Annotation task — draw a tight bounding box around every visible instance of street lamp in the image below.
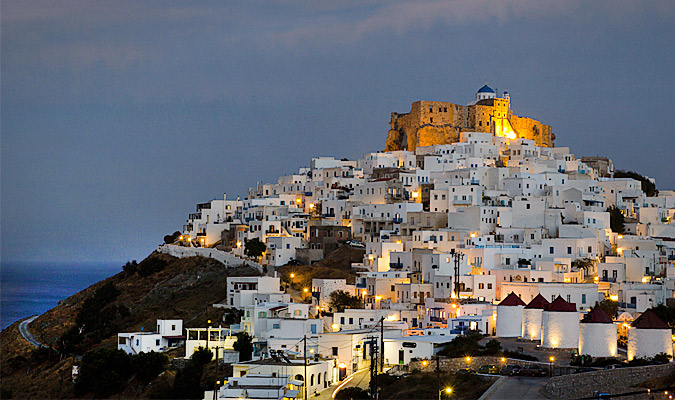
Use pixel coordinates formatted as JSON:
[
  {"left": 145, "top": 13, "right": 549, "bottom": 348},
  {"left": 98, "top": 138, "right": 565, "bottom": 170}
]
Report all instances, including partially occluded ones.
[
  {"left": 438, "top": 387, "right": 452, "bottom": 400},
  {"left": 548, "top": 356, "right": 555, "bottom": 376},
  {"left": 206, "top": 319, "right": 211, "bottom": 354},
  {"left": 213, "top": 381, "right": 220, "bottom": 400}
]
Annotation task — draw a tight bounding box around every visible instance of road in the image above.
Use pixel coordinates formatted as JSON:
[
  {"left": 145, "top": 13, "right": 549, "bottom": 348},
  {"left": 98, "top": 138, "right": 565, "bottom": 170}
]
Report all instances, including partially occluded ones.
[
  {"left": 19, "top": 315, "right": 44, "bottom": 347},
  {"left": 480, "top": 376, "right": 548, "bottom": 400},
  {"left": 310, "top": 369, "right": 372, "bottom": 400}
]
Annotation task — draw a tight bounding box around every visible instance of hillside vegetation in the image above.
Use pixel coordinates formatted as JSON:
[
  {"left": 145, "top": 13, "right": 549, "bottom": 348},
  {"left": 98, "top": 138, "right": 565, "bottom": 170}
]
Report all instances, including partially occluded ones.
[{"left": 0, "top": 253, "right": 259, "bottom": 398}]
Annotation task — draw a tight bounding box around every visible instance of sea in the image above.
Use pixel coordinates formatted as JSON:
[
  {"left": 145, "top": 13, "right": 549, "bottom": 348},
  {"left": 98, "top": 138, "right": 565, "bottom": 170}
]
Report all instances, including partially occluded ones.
[{"left": 0, "top": 262, "right": 123, "bottom": 330}]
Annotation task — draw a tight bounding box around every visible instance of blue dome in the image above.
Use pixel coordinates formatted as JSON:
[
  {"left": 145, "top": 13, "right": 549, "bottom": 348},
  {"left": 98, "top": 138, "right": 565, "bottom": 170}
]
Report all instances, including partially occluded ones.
[{"left": 478, "top": 85, "right": 495, "bottom": 93}]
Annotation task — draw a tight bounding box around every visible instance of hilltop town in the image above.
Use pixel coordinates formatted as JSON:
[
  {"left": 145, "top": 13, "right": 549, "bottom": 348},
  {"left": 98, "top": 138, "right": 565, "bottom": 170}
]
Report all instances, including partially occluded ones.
[
  {"left": 5, "top": 85, "right": 675, "bottom": 399},
  {"left": 139, "top": 85, "right": 675, "bottom": 398}
]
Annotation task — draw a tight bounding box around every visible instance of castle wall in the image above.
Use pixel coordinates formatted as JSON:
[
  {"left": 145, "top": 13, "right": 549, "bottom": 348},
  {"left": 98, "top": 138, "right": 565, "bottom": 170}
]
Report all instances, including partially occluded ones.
[{"left": 386, "top": 98, "right": 555, "bottom": 151}]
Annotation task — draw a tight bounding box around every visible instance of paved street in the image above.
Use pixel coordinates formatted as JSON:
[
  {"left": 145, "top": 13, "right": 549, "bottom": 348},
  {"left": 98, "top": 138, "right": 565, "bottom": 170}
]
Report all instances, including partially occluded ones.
[
  {"left": 481, "top": 376, "right": 548, "bottom": 400},
  {"left": 310, "top": 369, "right": 370, "bottom": 400},
  {"left": 19, "top": 315, "right": 43, "bottom": 347}
]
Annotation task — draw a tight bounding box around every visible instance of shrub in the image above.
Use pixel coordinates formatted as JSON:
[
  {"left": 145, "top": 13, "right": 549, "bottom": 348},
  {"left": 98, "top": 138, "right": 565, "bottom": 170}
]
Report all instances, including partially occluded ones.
[
  {"left": 138, "top": 257, "right": 168, "bottom": 277},
  {"left": 503, "top": 350, "right": 539, "bottom": 361},
  {"left": 132, "top": 351, "right": 169, "bottom": 385},
  {"left": 335, "top": 387, "right": 370, "bottom": 400},
  {"left": 74, "top": 349, "right": 133, "bottom": 398},
  {"left": 122, "top": 260, "right": 138, "bottom": 275}
]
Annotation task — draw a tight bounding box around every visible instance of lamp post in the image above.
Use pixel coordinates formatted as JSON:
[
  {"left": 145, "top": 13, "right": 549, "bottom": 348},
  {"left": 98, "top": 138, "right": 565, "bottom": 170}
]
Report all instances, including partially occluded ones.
[
  {"left": 548, "top": 356, "right": 555, "bottom": 376},
  {"left": 206, "top": 320, "right": 211, "bottom": 361},
  {"left": 438, "top": 387, "right": 452, "bottom": 400}
]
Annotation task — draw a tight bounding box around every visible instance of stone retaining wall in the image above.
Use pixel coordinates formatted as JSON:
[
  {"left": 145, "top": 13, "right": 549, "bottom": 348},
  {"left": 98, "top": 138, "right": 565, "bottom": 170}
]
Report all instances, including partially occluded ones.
[
  {"left": 409, "top": 356, "right": 549, "bottom": 372},
  {"left": 543, "top": 363, "right": 675, "bottom": 399},
  {"left": 157, "top": 244, "right": 263, "bottom": 272}
]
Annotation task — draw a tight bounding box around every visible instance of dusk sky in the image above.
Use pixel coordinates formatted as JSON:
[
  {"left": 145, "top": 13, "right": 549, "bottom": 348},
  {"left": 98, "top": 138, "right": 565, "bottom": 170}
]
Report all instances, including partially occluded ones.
[{"left": 0, "top": 0, "right": 675, "bottom": 262}]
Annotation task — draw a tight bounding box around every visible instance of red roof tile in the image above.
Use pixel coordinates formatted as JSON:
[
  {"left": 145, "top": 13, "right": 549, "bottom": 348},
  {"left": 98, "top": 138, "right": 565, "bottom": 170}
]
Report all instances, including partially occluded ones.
[
  {"left": 497, "top": 292, "right": 525, "bottom": 306},
  {"left": 632, "top": 308, "right": 670, "bottom": 329},
  {"left": 525, "top": 293, "right": 551, "bottom": 310},
  {"left": 583, "top": 306, "right": 613, "bottom": 324},
  {"left": 545, "top": 296, "right": 577, "bottom": 312}
]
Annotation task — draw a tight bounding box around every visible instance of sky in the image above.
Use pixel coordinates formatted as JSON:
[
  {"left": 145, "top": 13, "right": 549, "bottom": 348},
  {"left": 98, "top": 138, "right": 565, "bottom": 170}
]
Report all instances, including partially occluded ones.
[{"left": 0, "top": 0, "right": 675, "bottom": 263}]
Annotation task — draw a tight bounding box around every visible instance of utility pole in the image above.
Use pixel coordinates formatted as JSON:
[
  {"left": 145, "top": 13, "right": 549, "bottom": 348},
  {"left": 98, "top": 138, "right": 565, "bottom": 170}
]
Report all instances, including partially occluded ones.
[
  {"left": 380, "top": 317, "right": 384, "bottom": 373},
  {"left": 369, "top": 336, "right": 377, "bottom": 400},
  {"left": 450, "top": 249, "right": 464, "bottom": 300},
  {"left": 302, "top": 335, "right": 307, "bottom": 400}
]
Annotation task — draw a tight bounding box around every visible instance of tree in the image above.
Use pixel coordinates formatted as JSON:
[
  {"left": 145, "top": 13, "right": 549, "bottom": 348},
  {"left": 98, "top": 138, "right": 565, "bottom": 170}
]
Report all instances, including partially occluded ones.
[
  {"left": 328, "top": 290, "right": 361, "bottom": 312},
  {"left": 614, "top": 170, "right": 659, "bottom": 197},
  {"left": 75, "top": 348, "right": 134, "bottom": 398},
  {"left": 171, "top": 346, "right": 213, "bottom": 399},
  {"left": 132, "top": 351, "right": 169, "bottom": 385},
  {"left": 607, "top": 206, "right": 626, "bottom": 233},
  {"left": 232, "top": 332, "right": 253, "bottom": 362},
  {"left": 190, "top": 346, "right": 213, "bottom": 367},
  {"left": 244, "top": 238, "right": 267, "bottom": 258},
  {"left": 439, "top": 333, "right": 482, "bottom": 358},
  {"left": 652, "top": 304, "right": 675, "bottom": 328}
]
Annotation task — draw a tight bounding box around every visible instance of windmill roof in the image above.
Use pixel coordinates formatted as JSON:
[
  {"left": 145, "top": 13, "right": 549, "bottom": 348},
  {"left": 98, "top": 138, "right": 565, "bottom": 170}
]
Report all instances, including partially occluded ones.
[
  {"left": 478, "top": 85, "right": 495, "bottom": 93},
  {"left": 632, "top": 308, "right": 670, "bottom": 329},
  {"left": 546, "top": 296, "right": 577, "bottom": 312},
  {"left": 525, "top": 293, "right": 551, "bottom": 310},
  {"left": 497, "top": 292, "right": 525, "bottom": 306},
  {"left": 584, "top": 306, "right": 613, "bottom": 324}
]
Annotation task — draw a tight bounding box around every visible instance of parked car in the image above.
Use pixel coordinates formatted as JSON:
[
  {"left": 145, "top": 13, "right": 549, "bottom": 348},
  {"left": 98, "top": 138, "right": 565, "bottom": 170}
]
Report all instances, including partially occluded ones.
[
  {"left": 520, "top": 364, "right": 548, "bottom": 376},
  {"left": 345, "top": 240, "right": 366, "bottom": 249},
  {"left": 499, "top": 365, "right": 521, "bottom": 376},
  {"left": 478, "top": 364, "right": 499, "bottom": 375}
]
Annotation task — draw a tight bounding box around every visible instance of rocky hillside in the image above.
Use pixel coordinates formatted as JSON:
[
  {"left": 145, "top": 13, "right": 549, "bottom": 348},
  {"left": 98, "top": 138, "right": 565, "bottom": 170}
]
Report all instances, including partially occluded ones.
[{"left": 0, "top": 253, "right": 258, "bottom": 398}]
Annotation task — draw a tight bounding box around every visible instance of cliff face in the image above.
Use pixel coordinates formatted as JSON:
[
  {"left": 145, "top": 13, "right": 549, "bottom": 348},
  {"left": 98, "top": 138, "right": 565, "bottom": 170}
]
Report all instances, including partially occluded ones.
[
  {"left": 0, "top": 253, "right": 259, "bottom": 398},
  {"left": 385, "top": 98, "right": 555, "bottom": 151}
]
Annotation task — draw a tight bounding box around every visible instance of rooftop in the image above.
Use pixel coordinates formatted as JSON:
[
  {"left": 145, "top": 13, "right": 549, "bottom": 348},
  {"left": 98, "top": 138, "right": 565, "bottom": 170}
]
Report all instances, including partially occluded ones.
[{"left": 498, "top": 292, "right": 525, "bottom": 306}]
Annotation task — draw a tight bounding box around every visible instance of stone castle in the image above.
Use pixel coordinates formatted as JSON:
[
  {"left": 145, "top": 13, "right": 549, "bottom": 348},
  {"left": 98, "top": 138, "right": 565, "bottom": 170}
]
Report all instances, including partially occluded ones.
[{"left": 385, "top": 85, "right": 555, "bottom": 151}]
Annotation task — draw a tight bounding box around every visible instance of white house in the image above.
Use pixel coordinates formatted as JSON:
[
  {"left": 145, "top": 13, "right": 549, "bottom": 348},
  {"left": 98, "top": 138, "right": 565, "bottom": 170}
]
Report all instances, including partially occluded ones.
[{"left": 117, "top": 319, "right": 185, "bottom": 354}]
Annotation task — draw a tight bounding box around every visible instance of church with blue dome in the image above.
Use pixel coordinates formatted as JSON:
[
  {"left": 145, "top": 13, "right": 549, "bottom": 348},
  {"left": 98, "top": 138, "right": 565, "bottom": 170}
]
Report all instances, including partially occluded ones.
[{"left": 386, "top": 83, "right": 555, "bottom": 151}]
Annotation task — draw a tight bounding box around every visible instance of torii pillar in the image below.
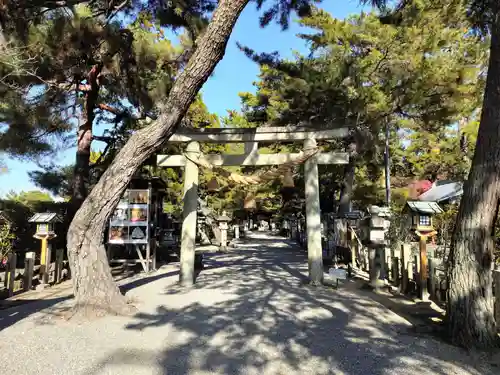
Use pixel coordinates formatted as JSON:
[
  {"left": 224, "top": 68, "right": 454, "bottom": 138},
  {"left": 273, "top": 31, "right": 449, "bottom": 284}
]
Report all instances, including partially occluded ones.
[
  {"left": 304, "top": 138, "right": 323, "bottom": 285},
  {"left": 179, "top": 142, "right": 200, "bottom": 286}
]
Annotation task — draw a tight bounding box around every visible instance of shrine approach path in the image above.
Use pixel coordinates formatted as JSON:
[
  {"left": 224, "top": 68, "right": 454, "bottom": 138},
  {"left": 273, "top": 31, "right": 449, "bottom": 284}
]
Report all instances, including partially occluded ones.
[{"left": 0, "top": 233, "right": 498, "bottom": 375}]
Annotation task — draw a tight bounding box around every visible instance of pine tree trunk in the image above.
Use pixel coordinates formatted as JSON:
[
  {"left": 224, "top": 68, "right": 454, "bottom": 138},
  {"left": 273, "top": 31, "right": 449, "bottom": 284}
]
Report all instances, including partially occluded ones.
[
  {"left": 68, "top": 64, "right": 102, "bottom": 213},
  {"left": 67, "top": 0, "right": 249, "bottom": 315},
  {"left": 338, "top": 141, "right": 358, "bottom": 217},
  {"left": 447, "top": 15, "right": 500, "bottom": 348}
]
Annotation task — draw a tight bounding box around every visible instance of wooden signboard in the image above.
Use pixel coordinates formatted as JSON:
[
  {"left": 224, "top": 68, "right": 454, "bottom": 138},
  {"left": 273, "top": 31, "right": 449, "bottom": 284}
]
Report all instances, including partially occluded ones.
[{"left": 108, "top": 189, "right": 150, "bottom": 244}]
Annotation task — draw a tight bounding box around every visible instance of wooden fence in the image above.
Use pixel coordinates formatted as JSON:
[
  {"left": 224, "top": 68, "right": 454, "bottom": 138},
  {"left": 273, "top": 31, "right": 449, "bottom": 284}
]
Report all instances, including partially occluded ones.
[{"left": 0, "top": 249, "right": 69, "bottom": 298}]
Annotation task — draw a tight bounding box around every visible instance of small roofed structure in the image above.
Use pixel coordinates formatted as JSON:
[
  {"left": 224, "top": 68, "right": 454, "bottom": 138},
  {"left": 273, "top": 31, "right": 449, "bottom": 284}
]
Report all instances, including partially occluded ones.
[
  {"left": 403, "top": 201, "right": 443, "bottom": 232},
  {"left": 28, "top": 212, "right": 62, "bottom": 239},
  {"left": 418, "top": 181, "right": 463, "bottom": 203}
]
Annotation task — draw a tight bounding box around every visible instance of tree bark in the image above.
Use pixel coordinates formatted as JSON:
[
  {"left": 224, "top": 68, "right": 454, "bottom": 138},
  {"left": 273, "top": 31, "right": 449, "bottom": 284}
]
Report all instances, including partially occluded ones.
[
  {"left": 67, "top": 0, "right": 249, "bottom": 315},
  {"left": 447, "top": 11, "right": 500, "bottom": 348}
]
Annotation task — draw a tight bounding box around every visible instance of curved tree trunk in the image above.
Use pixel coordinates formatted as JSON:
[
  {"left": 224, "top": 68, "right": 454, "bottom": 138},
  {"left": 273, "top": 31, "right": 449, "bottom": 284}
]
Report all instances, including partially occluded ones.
[
  {"left": 447, "top": 12, "right": 500, "bottom": 348},
  {"left": 71, "top": 64, "right": 102, "bottom": 210},
  {"left": 67, "top": 0, "right": 249, "bottom": 314}
]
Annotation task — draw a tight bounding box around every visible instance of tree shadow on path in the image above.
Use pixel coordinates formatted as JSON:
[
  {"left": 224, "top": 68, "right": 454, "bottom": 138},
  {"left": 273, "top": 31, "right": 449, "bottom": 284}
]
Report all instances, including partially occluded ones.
[{"left": 89, "top": 235, "right": 495, "bottom": 375}]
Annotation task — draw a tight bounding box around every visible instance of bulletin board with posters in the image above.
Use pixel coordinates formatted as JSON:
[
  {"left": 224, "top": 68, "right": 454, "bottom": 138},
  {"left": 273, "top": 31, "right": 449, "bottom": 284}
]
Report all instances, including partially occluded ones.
[{"left": 108, "top": 189, "right": 150, "bottom": 245}]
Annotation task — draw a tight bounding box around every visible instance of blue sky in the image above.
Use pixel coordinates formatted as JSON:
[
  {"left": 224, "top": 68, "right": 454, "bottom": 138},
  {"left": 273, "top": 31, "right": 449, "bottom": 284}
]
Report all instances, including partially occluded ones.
[{"left": 0, "top": 0, "right": 368, "bottom": 196}]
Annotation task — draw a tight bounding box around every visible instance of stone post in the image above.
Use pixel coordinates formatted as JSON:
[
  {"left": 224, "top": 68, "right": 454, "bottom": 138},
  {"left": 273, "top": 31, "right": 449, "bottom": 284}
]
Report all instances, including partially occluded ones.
[
  {"left": 23, "top": 251, "right": 35, "bottom": 292},
  {"left": 304, "top": 139, "right": 323, "bottom": 285},
  {"left": 179, "top": 142, "right": 200, "bottom": 286},
  {"left": 6, "top": 252, "right": 17, "bottom": 297},
  {"left": 418, "top": 235, "right": 429, "bottom": 301},
  {"left": 400, "top": 244, "right": 411, "bottom": 294},
  {"left": 54, "top": 249, "right": 64, "bottom": 284},
  {"left": 492, "top": 269, "right": 500, "bottom": 328},
  {"left": 219, "top": 222, "right": 228, "bottom": 252}
]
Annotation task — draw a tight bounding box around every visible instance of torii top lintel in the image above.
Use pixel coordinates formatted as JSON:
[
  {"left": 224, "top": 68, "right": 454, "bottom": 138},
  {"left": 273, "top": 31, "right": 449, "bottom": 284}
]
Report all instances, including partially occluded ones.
[{"left": 168, "top": 126, "right": 348, "bottom": 143}]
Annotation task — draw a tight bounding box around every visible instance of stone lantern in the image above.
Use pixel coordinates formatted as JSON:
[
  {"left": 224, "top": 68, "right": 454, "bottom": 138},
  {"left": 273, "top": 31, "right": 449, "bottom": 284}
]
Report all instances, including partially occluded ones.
[
  {"left": 28, "top": 212, "right": 62, "bottom": 289},
  {"left": 362, "top": 206, "right": 390, "bottom": 288},
  {"left": 217, "top": 211, "right": 231, "bottom": 251}
]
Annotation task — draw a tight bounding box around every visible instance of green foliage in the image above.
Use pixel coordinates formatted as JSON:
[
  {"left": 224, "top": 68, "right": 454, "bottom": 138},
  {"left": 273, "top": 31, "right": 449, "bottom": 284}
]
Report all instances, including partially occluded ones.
[
  {"left": 0, "top": 223, "right": 16, "bottom": 261},
  {"left": 231, "top": 0, "right": 488, "bottom": 210}
]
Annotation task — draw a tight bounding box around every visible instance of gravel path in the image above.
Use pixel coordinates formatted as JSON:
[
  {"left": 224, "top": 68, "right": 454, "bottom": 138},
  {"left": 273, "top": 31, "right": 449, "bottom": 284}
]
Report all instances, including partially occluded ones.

**Direction:** Locate every line in the listing above that contains the string "hillside", treating uppercase and lowercase letters as distinct, and copy each such line in full.

**Written solution:**
Annotation task — draw a tight bounding box around every visible instance of hillside vegetation in the image above.
Annotation task — draw a tight bounding box around every visible instance of rocky hillside in the image above.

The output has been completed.